DOCUMENT TEXT —
# CNN-LSTM Model for Anomaly Detection in Time Series Data

This notebook implements a hybrid CNN-LSTM model for detecting anomalies in time series data. The model combines convolutional layers to capture local patterns with LSTM layers to capture temporal dependencies.

The architecture is designed specifically for multi-sensor time series data from discharge experiments, where anomalies need to be detected as early as possible.

In [28]:
import tensorflow as tf
from tensorflow.keras.models import Sequential, Model
from tensorflow.keras.layers import (
    Dense, LSTM, Dropout, Masking, GlobalMaxPooling1D, Flatten, 
    BatchNormalization, Input, Conv1D, Activation, concatenate,
    MaxPooling1D, SpatialDropout1D, Attention, Bidirectional
)

RECORD LIST —
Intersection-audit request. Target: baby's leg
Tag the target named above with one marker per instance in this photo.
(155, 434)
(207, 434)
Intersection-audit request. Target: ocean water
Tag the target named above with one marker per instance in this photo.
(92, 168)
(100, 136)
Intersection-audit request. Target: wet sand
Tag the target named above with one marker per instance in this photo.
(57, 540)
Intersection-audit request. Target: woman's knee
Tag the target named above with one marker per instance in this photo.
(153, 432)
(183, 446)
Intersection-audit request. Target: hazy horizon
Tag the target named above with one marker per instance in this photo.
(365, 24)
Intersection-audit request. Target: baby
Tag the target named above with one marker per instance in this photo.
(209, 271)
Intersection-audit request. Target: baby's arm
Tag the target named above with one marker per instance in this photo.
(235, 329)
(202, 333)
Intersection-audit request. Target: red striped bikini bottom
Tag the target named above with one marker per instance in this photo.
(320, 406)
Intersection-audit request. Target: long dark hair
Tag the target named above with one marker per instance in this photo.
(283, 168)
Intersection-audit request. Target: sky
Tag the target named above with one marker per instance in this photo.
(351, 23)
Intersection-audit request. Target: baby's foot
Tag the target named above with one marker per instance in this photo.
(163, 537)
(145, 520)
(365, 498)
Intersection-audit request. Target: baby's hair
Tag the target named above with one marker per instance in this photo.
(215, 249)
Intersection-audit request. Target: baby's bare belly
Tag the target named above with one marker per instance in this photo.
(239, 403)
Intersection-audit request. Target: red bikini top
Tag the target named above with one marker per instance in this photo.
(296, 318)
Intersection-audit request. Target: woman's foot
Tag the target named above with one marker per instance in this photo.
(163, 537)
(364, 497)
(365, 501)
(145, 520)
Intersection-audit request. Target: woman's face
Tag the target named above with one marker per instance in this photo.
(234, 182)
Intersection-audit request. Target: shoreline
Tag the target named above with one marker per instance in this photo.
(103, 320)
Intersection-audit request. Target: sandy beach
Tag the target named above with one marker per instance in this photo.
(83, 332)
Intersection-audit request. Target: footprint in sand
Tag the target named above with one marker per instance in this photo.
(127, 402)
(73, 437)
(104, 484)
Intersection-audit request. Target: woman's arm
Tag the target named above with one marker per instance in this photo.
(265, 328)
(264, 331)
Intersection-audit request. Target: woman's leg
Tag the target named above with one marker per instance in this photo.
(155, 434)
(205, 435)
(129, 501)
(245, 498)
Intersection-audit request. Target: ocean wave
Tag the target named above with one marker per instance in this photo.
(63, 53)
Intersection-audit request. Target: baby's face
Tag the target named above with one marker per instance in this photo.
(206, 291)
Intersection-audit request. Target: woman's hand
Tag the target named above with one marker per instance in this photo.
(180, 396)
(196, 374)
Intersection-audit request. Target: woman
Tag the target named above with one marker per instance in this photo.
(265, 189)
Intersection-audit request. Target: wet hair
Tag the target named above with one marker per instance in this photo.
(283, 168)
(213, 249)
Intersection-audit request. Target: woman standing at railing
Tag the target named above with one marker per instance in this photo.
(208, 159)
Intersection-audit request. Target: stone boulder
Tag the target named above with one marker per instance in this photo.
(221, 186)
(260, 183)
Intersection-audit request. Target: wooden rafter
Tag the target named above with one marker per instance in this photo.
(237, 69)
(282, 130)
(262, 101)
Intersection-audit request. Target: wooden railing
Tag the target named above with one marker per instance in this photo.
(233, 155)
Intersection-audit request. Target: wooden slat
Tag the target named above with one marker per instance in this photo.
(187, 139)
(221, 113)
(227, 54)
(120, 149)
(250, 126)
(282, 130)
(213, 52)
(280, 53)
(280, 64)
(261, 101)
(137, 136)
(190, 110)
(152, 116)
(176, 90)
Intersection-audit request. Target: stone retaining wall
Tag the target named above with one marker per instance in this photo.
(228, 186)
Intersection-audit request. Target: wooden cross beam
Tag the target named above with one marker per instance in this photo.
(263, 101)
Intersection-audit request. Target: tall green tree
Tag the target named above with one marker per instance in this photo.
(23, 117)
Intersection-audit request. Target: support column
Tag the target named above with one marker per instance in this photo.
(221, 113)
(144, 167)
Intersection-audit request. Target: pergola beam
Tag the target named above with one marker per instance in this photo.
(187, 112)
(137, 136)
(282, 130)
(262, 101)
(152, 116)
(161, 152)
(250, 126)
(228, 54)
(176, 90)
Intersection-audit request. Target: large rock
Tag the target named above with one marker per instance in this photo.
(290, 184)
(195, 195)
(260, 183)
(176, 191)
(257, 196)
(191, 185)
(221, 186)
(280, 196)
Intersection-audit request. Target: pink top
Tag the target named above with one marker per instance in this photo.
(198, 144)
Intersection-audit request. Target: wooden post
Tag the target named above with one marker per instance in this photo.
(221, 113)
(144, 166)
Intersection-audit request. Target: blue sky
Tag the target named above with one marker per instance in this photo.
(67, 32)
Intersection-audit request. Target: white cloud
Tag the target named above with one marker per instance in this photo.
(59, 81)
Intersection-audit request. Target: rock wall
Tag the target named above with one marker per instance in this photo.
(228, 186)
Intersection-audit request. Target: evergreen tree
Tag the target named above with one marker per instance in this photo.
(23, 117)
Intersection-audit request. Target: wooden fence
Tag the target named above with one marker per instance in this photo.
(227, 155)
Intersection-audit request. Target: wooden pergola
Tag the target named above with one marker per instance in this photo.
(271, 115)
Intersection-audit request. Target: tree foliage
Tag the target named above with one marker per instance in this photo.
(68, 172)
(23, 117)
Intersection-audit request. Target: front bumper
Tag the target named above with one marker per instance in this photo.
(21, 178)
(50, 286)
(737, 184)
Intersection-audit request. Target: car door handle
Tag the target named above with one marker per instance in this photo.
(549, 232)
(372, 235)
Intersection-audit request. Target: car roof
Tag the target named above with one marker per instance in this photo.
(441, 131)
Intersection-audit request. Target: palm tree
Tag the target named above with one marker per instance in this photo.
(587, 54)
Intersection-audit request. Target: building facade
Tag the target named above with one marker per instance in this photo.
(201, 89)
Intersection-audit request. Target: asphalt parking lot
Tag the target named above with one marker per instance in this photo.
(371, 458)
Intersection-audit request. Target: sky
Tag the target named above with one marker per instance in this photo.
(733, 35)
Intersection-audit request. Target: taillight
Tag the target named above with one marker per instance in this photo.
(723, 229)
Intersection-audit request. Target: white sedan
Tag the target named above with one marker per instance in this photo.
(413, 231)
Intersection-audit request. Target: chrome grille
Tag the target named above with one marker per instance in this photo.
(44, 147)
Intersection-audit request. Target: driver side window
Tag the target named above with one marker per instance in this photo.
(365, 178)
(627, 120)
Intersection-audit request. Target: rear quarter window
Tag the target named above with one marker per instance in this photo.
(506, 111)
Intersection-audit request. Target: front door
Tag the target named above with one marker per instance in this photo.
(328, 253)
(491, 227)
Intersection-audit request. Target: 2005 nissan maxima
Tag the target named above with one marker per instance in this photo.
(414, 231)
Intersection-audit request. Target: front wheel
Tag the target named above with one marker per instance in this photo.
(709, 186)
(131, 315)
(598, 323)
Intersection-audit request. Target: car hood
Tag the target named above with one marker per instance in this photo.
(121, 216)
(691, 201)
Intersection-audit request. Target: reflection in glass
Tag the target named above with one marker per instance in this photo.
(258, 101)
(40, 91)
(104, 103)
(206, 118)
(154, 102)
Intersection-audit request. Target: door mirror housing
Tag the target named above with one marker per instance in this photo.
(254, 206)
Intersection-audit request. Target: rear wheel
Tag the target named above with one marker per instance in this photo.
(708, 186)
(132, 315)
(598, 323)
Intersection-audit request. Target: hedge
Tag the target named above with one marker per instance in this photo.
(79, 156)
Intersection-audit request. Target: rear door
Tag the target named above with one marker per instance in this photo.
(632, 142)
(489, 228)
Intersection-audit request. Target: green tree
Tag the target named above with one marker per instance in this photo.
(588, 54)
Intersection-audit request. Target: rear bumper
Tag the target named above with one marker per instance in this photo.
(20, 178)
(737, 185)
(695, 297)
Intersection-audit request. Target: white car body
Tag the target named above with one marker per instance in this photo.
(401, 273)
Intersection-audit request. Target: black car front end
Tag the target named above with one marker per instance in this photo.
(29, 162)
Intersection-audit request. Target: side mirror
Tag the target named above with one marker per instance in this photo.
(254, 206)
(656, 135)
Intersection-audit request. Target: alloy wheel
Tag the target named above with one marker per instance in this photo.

WHAT TO DO —
1) Based on the CNN-LSTM notebook, decide whether each statement agrees with it. Answer yes or no for (a), (b), and (c), and quote the deciding words.
(a) The convolutional layers are meant to capture temporal dependencies.
(b) The architecture is designed for multi-sensor time series data from discharge experiments.
(c) The code imports Bidirectional from tensorflow.keras.layers.
2) Retype the rows verbatim, starting at the line that contains "Intersection-audit request. Target: side" and ending at the last line of the rows.

ANSWER SET —
1)
(a) No: "convolutional layers to capture local patterns with LSTM layers to capture temporal dependencies"
(b) Yes: "designed specifically for multi-sensor time series data from discharge experiments"
(c) Yes: "MaxPooling1D, SpatialDropout1D, Attention, Bidirectional"

2)
Intersection-audit request. Target: side mirror
Tag the target named above with one marker per instance in this photo.
(254, 206)
(656, 135)
Intersection-audit request. Target: alloy wheel
Tag the target named above with one marker per instance in this photo.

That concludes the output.